_Instructions for the task_
Copy out every line in the listing below that contains the word "concrete". The match is case-sensitive.

Stored items
begin
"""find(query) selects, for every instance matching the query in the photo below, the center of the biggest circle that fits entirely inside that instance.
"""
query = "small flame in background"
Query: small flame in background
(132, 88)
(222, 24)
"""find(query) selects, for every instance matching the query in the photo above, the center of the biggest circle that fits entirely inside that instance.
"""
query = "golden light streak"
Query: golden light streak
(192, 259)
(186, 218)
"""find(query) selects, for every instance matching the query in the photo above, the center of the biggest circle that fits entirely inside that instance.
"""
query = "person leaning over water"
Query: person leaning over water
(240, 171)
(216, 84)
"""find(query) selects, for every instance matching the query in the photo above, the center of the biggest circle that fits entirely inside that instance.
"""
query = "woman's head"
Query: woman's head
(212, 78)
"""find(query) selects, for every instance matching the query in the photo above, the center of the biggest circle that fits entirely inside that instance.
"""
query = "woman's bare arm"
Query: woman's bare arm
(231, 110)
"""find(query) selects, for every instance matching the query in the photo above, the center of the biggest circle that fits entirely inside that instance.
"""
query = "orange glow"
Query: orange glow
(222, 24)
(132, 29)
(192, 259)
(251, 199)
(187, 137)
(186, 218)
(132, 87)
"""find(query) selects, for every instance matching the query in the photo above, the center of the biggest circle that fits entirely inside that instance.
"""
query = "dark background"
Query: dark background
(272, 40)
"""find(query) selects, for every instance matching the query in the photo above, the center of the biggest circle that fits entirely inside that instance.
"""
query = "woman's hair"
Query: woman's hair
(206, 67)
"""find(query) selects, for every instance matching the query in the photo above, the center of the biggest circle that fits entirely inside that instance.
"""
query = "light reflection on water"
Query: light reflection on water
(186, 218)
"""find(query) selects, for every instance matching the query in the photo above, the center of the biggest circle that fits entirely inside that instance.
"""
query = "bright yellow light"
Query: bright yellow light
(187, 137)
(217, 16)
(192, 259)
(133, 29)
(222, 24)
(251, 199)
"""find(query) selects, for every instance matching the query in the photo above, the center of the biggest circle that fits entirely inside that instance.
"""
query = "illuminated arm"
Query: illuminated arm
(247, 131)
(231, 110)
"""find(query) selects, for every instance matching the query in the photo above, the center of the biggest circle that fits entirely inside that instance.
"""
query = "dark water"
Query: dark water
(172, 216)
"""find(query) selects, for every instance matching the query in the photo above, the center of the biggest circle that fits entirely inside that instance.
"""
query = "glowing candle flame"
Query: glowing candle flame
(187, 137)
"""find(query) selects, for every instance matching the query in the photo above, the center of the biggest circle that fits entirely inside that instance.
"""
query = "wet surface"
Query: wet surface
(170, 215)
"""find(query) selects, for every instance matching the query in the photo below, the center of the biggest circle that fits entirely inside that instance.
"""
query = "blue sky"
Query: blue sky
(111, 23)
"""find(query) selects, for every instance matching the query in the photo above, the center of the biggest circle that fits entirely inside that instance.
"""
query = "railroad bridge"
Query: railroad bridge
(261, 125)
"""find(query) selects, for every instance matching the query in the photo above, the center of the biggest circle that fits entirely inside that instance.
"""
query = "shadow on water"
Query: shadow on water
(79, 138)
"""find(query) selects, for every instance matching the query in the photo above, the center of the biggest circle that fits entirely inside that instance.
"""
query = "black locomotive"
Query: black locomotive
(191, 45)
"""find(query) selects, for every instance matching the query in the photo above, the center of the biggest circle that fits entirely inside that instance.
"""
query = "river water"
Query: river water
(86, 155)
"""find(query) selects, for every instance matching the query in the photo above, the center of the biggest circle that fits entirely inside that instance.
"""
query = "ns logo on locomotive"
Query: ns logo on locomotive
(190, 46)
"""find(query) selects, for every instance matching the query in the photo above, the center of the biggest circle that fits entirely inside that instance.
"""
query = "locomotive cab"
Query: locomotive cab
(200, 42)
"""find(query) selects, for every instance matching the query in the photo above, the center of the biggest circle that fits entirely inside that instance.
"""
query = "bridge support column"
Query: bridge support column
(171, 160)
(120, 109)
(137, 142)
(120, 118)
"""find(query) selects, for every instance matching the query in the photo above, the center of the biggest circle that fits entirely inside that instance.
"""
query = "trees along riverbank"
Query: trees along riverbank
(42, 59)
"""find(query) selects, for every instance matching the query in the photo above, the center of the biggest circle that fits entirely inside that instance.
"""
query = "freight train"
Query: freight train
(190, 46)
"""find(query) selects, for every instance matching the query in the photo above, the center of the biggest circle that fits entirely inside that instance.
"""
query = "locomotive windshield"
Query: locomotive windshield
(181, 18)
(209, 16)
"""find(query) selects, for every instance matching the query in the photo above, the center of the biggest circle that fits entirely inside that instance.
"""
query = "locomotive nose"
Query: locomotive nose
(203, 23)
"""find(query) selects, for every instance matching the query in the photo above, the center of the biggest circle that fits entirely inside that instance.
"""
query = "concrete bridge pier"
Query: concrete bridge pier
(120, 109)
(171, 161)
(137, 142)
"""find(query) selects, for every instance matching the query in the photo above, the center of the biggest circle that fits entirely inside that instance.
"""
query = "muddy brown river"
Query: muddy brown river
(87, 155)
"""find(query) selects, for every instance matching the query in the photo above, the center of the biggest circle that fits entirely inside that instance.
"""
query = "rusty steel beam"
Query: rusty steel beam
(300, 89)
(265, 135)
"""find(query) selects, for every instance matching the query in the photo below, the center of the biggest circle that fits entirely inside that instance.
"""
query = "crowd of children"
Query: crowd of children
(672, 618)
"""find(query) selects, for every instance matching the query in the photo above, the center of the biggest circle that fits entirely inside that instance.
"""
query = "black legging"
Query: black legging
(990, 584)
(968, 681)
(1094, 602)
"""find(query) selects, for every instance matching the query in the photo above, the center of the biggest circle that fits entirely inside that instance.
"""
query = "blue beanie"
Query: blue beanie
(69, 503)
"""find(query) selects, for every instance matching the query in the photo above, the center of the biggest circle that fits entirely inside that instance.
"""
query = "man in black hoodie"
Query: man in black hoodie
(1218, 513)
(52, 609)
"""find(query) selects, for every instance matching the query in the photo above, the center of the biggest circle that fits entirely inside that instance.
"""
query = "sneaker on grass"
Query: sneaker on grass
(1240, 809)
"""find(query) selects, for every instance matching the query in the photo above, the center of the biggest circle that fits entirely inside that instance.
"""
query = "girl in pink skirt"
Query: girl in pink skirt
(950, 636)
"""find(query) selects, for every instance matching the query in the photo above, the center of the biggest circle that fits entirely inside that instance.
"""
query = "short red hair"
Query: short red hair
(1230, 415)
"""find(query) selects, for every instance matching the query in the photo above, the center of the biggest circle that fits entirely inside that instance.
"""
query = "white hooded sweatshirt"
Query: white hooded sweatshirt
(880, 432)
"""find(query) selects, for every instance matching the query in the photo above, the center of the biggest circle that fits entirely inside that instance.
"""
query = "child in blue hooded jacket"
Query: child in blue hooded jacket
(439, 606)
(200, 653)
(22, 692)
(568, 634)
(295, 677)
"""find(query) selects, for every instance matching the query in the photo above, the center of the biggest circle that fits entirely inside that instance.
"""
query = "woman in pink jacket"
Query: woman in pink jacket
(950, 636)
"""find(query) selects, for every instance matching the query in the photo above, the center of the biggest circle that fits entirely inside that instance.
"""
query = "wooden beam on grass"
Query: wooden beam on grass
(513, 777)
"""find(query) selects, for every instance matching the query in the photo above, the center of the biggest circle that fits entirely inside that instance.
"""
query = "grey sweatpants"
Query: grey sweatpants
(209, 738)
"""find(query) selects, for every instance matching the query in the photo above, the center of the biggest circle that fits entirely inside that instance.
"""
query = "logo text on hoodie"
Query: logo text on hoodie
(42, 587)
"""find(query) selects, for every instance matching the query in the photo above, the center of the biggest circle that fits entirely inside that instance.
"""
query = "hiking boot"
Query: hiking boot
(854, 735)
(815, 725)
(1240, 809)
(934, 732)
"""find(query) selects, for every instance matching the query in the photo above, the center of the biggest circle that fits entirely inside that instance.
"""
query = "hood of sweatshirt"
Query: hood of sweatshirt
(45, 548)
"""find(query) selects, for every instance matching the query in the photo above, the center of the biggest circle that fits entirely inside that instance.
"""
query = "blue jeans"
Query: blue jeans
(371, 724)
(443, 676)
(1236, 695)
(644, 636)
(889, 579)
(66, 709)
end
_Result_
query = "concrete bridge pier"
Query: concrete bridge pier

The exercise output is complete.